A.R.: Venerable spoke before about going to a Catholic School as a child, and being introduced to Buddhism through your brother – is that right?

V.H.: Yes.

A.R.: Was there a moment that Venerable really accepted Buddhism? What was it like to really become a Buddhist?

V.H.: When I first listened to the talk about the Five Precepts and the teaching, it made sense to me. When I first heard it, I said: ‘oh yeah, that makes sense.’ I found it very easy, it was just easily acceptable. I really agreed with it – at the beginning of all the teachings it just naturally happened that I was just quite open to that. I was more familiar with Catholicism when I was young because we were sent to Catholic school, so of course once a week the nuns would give us a moral class, so we would talk about – I’ve forgotten – sometimes we prayed to God and Jesus, things like that. I didn’t know at that time. I was just a child. But actually, Catholicism didn’t affect me much. It’s strange. I didn’t feel like I wanted to become a priest or whatever when I grew up. I was okay with it, but I didn’t have a strong inclination towards it. I didn’t really have much of a good impression about being a Buddhist monk or nun, you know. But on the other hand, I didn’t have a strong inclination towards Catholicism. I don’t know. Maybe it just comes from a previous life.

A.R.: Venerable spoke a bit before about some of the challenges of being a woman and a Buddhist nun, particularly in some countries. Venerable was speaking about how in some countries, if people provide dana for a woman nun it’s considered to be of less merit than providing it to a monk. I wondered if Venerable could talk a bit about any challenges that you’ve faced as a woman and a Buddhist nun?

V.H.: I’m fortunate because I started my monastic training in Australia, and we have lots of support. In the west it’s the other way around – if you have that [attitude towards women], you are putting people off. People will start to question that, and that is equality, you know. It actually is the other way around in the west. That’s why when we go down to Dhammaloka [teaching centre for the Buddhist Society of Western Australia], and we have our Dana with the monks, actually we go according to seniority after [Abbott] Ajahn Brahm, so we don’t always go behind the monks. We only bow to the monks that are more senior than us – we don’t bow to those who are junior to us. I know the eight Garudhamma [additional precepts for ordained women] – I think most of them are in the Pacittiya [a broader set of precepts], and if it’s in the Pacittiya we’re keeping them anyway.

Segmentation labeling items
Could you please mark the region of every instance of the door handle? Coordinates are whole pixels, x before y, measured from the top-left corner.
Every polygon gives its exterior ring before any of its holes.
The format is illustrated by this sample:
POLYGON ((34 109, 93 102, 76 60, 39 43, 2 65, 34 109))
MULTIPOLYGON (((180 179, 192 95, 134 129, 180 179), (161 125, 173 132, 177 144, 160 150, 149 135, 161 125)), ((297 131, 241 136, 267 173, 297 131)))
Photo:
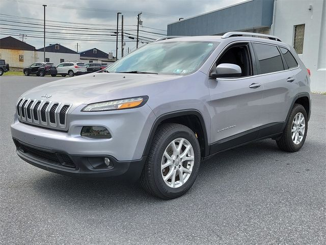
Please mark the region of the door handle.
POLYGON ((286 80, 286 81, 288 82, 289 83, 292 83, 295 80, 295 78, 289 78, 286 80))
POLYGON ((253 83, 249 86, 249 87, 250 88, 259 88, 261 86, 261 84, 260 84, 260 83, 253 83))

* _Task_:
Extract the part of the interview starting with "A.R.: Venerable spoke before" and going on through "become a Buddhist?". The records have no connection to the interview.

* _Result of the exercise_:
A.R.: Venerable spoke before about going to a Catholic School as a child, and being introduced to Buddhism through your brother – is that right?

V.H.: Yes.

A.R.: Was there a moment that Venerable really accepted Buddhism? What was it like to really become a Buddhist?